# START OF PROVIDED RECORDS

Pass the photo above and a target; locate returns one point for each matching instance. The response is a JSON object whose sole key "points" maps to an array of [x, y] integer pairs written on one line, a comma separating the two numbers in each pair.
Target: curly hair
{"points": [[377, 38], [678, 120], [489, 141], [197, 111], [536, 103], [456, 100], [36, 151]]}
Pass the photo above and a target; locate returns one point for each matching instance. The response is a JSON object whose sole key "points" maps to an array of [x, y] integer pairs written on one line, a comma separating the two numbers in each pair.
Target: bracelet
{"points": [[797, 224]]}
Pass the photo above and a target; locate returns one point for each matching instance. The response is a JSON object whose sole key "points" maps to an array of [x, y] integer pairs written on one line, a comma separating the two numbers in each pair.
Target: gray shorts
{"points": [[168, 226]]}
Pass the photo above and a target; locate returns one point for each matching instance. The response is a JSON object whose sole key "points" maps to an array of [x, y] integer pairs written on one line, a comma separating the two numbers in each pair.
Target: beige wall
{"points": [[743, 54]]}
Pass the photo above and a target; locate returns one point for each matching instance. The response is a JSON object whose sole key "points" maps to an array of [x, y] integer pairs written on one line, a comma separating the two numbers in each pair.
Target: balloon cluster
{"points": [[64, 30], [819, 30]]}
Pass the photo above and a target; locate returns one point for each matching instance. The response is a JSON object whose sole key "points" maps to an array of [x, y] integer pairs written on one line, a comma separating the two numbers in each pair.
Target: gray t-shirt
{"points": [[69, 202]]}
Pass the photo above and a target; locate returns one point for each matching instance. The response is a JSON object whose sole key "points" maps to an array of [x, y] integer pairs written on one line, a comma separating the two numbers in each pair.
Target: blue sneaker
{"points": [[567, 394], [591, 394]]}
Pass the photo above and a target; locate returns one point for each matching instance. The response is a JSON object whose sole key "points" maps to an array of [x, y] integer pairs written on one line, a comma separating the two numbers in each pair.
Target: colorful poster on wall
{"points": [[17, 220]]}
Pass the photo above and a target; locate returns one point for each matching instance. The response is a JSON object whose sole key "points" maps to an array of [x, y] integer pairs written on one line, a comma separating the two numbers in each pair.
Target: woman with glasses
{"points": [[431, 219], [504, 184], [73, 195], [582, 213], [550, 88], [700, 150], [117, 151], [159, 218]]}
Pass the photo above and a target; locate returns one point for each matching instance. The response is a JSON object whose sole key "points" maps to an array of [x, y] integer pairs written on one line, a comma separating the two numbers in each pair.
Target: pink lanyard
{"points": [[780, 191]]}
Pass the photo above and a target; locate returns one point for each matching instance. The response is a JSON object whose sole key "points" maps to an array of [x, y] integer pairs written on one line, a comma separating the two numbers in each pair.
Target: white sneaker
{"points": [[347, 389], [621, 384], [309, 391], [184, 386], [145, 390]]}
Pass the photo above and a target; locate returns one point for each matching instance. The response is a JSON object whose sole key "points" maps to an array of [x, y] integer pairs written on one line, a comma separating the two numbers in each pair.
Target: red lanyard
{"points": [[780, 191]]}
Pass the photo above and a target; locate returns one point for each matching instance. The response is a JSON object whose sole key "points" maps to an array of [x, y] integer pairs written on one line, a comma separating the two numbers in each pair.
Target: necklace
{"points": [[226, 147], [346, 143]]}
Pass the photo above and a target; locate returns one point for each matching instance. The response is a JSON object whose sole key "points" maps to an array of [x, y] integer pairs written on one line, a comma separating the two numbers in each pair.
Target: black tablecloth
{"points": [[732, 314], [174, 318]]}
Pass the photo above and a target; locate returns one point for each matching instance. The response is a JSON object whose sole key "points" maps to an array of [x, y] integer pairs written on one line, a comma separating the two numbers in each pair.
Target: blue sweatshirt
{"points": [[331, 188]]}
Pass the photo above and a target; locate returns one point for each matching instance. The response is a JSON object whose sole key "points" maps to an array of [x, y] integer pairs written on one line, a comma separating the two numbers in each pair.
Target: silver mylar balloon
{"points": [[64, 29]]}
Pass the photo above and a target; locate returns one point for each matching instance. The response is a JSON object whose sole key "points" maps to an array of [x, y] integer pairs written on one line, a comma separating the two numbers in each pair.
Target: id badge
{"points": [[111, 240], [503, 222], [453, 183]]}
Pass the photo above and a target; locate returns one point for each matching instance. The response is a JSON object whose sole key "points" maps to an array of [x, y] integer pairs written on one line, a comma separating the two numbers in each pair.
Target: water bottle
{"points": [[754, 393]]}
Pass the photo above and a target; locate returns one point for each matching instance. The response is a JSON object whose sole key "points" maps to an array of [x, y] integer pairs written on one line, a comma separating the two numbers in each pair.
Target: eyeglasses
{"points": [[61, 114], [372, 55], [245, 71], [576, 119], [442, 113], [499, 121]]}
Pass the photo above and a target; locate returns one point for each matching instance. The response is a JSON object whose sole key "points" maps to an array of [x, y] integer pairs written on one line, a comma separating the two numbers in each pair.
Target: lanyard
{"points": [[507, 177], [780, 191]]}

# END OF PROVIDED RECORDS

*SET EXERCISE*
Set down the entries above again, word for word.

*EXERCISE ANSWER*
Pass the photo above and a target; locate returns one point for each matching instance. The response is a JSON object whose sole key "points" maps to an array of [x, y] integer pairs written on one line, a comma separating the two numbers in each pair.
Target: curly hair
{"points": [[377, 38], [678, 120], [489, 141], [197, 111], [536, 103], [456, 100], [36, 151]]}
Pass the photo above and a target; locate returns one point for each matching instance. The response is a JSON object whose sole key "points" maps to an array of [x, y] integer pairs written on one line, a comma separating the two numbers in each pair.
Target: bracelet
{"points": [[797, 224]]}
Pass the photo above and a target; locate returns one point for each matching instance. The response is a JSON object whose sole key "points" maps to an array of [x, y] integer pairs written on one line, a comma separating the two numbers in each pair.
Target: gray shorts
{"points": [[168, 226]]}
Pass the photo above and a target; locate returns one point for each matching instance. The response is a JSON object whose sole key "points" maps to an array of [x, y] integer pairs written on one line, a comma separating the two numbers in each pair.
Target: beige wall
{"points": [[743, 54]]}
Pass the photo above and a target; locate returns one point for each matching instance. The response is a JSON object whose sole key "points" maps to an array of [x, y] integer pairs written on one line, a comma separating the two numbers in each pair.
Target: balloon cluster
{"points": [[64, 30], [819, 30]]}
Pass the photo above and a target; locate returns one point for each matching instance. The response is a JSON object whose sole key "points" maps to an array of [x, y] integer pairs written on one line, a comma separating the two numbers in each pair.
Target: gray t-shirt
{"points": [[69, 202]]}
Pass the photo above and a target; locate returns one point for each matching instance. The response is a JSON object whose sole key "points" maps to an array of [x, y] integer pairs written on one line, a comma separating the two numbers in each pair.
Target: blue sneaker
{"points": [[567, 394], [591, 394]]}
Pass the photo above and a target; locate returns one point for each matching instance. The response is a JSON object whose sole key "points" maps to an array of [x, y] integer pairs written on one line, a comma separating the two numbers in each pair.
Target: colorful poster on wall
{"points": [[17, 220]]}
Pass the photo above and a target; locate returns one point for each matching instance. The response is a JSON object whose sole key "points" maps to an array of [x, y] integer pairs written on one line, a comma separating the two numbers in each pair.
Target: woman with glasses
{"points": [[431, 219], [504, 184], [73, 195], [582, 213], [550, 88], [700, 150], [117, 151], [159, 218]]}
Pass the photo above and a target; locate returns one point for each matching instance. The response is a JSON object whose sole key "points" maps to an array of [x, y] integer pairs written on one line, a comma separating the two numbers in each pair.
Target: pink lanyard
{"points": [[780, 191]]}
Pass the photo above and a target; locate returns one point for each matching instance. The response is a JSON object whose sole key "points" maps to an array of [x, y] integer pairs written on one line, a comma separating the two numbers in each pair.
Target: white sneaker
{"points": [[347, 389], [621, 384], [309, 391], [184, 386], [145, 390]]}
Pass the photo above and a target; locate returns one point for each matching instance. The response is a JSON object whose sole key "points" maps to an array of [x, y] integer pairs written on one line, a comma separating the two numbers in each pair.
Target: red lanyard
{"points": [[780, 191]]}
Pass the photo above and a target; locate returns one point for each matching instance. The response is a JSON object whose sole key "points" maps to an array of [x, y] integer pairs written on one line, a comma separating the two numbers in each pair.
Target: necklace
{"points": [[226, 147], [346, 143]]}
Pass the photo above and a target; locate returns one point for each matching instance. The response is a JSON object whose sole key "points" maps to an array of [x, y] integer pairs written on one line, a comma separating the two numbers in each pair.
Target: black tablecloth
{"points": [[732, 314], [174, 318]]}
Pass the photo above and a target; locate returns one point for each matching instance. The response is a JSON object whose sole key "points" maps to an array of [x, y] integer pairs written on one line, a comma separating the two numbers in each pair.
Target: blue sweatshirt
{"points": [[331, 188]]}
Pass the photo above and a target; locate returns one point for each matching instance. The response is a JSON object whose sole key "points" maps to an array of [x, y] integer pairs written on one line, a comma separating the two numbers in each pair.
Target: silver mylar balloon
{"points": [[64, 29]]}
Pass the photo above and a target; locate returns one point for each matching instance. The response is a JSON object whose sole key "points" maps to an array of [x, y] integer pairs written on one line, a comma separating the two numbers in each pair.
Target: id badge
{"points": [[111, 240], [503, 222], [453, 183]]}
Pass the photo above and a target; locate returns one point for each matching instance. The response is a JSON object whose sole key "points" maps to an array of [x, y] integer pairs written on one line, a comma separating the two numbers in each pair.
Target: water bottle
{"points": [[754, 393]]}
Pass the photo above and a target; locate returns one point for each matching instance. The response is a JSON object whose sole key "points" maps to an array of [x, y] integer pairs written on one line, a comma separating the two numbers in each pair.
Target: eyeglasses
{"points": [[61, 114], [372, 55], [245, 71], [576, 119], [442, 113], [499, 121]]}
Pass the photo above and a target; locate returns one point for each matching instance. The response is a JSON object whose sole key "points" maps to an array of [x, y] integer pairs written on one line, a comma separating the two numbers in each pair.
Target: lanyard
{"points": [[507, 177], [780, 191]]}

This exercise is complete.